TO DO
Retype all of the data exactly as given.

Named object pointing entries
====

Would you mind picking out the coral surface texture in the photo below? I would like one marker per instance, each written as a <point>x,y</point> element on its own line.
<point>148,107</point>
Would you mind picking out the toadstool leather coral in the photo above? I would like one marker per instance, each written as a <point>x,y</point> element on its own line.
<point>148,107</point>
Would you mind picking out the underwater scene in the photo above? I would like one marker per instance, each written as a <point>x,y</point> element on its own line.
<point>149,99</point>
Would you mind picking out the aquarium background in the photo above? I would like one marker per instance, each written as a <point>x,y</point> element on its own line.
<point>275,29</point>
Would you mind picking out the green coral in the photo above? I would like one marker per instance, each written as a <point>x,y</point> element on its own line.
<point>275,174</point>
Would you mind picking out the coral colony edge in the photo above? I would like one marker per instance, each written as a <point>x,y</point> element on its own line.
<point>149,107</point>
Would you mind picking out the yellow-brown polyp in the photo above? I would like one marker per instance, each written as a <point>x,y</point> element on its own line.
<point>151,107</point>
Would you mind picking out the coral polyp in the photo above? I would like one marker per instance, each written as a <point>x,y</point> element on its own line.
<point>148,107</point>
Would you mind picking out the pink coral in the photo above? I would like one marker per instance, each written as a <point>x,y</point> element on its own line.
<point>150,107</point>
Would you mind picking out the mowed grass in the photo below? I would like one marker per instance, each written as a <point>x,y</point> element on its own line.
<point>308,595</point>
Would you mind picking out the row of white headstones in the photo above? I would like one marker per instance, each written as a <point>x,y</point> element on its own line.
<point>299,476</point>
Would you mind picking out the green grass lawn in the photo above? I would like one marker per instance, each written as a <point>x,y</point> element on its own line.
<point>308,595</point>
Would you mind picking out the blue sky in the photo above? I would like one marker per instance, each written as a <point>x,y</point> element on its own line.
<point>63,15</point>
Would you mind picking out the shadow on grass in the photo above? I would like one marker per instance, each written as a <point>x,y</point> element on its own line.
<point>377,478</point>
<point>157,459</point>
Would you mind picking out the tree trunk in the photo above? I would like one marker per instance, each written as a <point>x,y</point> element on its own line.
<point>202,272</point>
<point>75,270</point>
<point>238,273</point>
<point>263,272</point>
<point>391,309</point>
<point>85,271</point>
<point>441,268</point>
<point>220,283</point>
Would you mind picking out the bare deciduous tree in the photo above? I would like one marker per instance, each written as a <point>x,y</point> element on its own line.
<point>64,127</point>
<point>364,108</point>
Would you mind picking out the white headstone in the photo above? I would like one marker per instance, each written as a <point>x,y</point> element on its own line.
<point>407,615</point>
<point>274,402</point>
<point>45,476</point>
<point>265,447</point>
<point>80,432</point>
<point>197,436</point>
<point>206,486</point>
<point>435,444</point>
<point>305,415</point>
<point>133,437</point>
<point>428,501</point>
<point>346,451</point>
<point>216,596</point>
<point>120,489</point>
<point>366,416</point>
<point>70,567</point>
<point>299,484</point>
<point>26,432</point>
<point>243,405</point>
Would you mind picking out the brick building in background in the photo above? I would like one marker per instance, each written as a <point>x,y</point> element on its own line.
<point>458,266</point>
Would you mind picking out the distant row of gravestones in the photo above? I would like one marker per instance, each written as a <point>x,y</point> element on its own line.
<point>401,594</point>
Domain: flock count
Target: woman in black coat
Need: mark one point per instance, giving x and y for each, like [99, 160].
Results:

====

FINAL ANSWER
Would you mind picking out the coral surface texture in the photo below? I would like one marker per instance, each written as a <point>x,y</point> element on its own line.
<point>148,107</point>
Would you mind picking out the toadstool leather coral in the photo above? I would like one marker per instance, each written as a <point>x,y</point> element on its own line.
<point>148,107</point>
Would you mind picking out the underwater scene in the photo above? I would like one marker per instance, each written as a <point>x,y</point> element on its own line.
<point>149,99</point>
Would you mind picking out the aquarium background in the photo above? I would like one marker per instance, each written as a <point>x,y</point> element on its own line.
<point>275,29</point>
Would you mind picking out the green coral in the photo above? I would like one marker per instance, each written as a <point>x,y</point> element on its own line.
<point>275,174</point>
Would you mind picking out the coral colony edge in the photo above? I would like one marker per instance, each written as a <point>x,y</point> element on its own line.
<point>149,107</point>
Would you mind picking out the yellow-brown polyp in the photo above? I would like one marker per instance, each written as a <point>x,y</point> element on its own line.
<point>151,107</point>
Would you mind picking out the coral polyp in the photo above? I would like one marker per instance, each written as a <point>x,y</point> element on its own line.
<point>148,107</point>
Would you mind picking out the pink coral in the photo above? I would like one marker per instance, each written as a <point>x,y</point> element on its own line.
<point>150,107</point>
Would you mind picking out the mowed grass in the photo below? I would like one marker per instance, each written as a <point>x,y</point> element on its own line.
<point>308,595</point>
Would you mind picking out the row of white headstones in the photo above? I would like one marker per instance, each written as a <point>x,y</point> element on its own line.
<point>299,476</point>
Would you mind picking out the green grass lawn in the photo above? I would like one marker per instance, each written as a <point>x,y</point> element on its own line.
<point>308,595</point>
Would you mind picking out the blue sky in the photo above? I would like one marker per instance, each written as a <point>x,y</point> element on its own line.
<point>63,15</point>
Would you mind picking out the shadow on grass in the photo above? I would like one marker per instance, each written as a <point>x,y</point> element on its own line.
<point>377,478</point>
<point>157,459</point>
Would you mind picking out the tree trunk in the photo above? I would like one marker per instance, each written as a <point>x,y</point> element on its own line.
<point>202,272</point>
<point>75,270</point>
<point>238,273</point>
<point>263,272</point>
<point>391,309</point>
<point>85,271</point>
<point>441,268</point>
<point>220,283</point>
Would you mind picking out the bare deciduous tree in the photo above? I would like one marker per instance, each written as a <point>x,y</point> element on its own line.
<point>64,127</point>
<point>364,108</point>
Would you mind picking out the white headstone in the photo above? I would like one marker per instance, each written as a <point>x,y</point> element on its own line.
<point>407,615</point>
<point>274,402</point>
<point>45,476</point>
<point>265,447</point>
<point>80,432</point>
<point>197,436</point>
<point>206,486</point>
<point>435,444</point>
<point>305,415</point>
<point>133,437</point>
<point>428,501</point>
<point>346,451</point>
<point>216,596</point>
<point>120,489</point>
<point>366,416</point>
<point>70,567</point>
<point>299,484</point>
<point>26,432</point>
<point>243,405</point>
Would you mind picking out the brick building in background in the photo above? I would like one marker per instance, each written as a <point>x,y</point> element on its own line.
<point>458,266</point>
Would you mind picking out the distant row of gravestones in the photo above? I would like one marker per instance, each written as a <point>x,y</point> element on its own line.
<point>401,594</point>
Domain: flock count
Target: woman in black coat
Need: mark one point per instance, giving x and y for each, like [99, 160].
Results:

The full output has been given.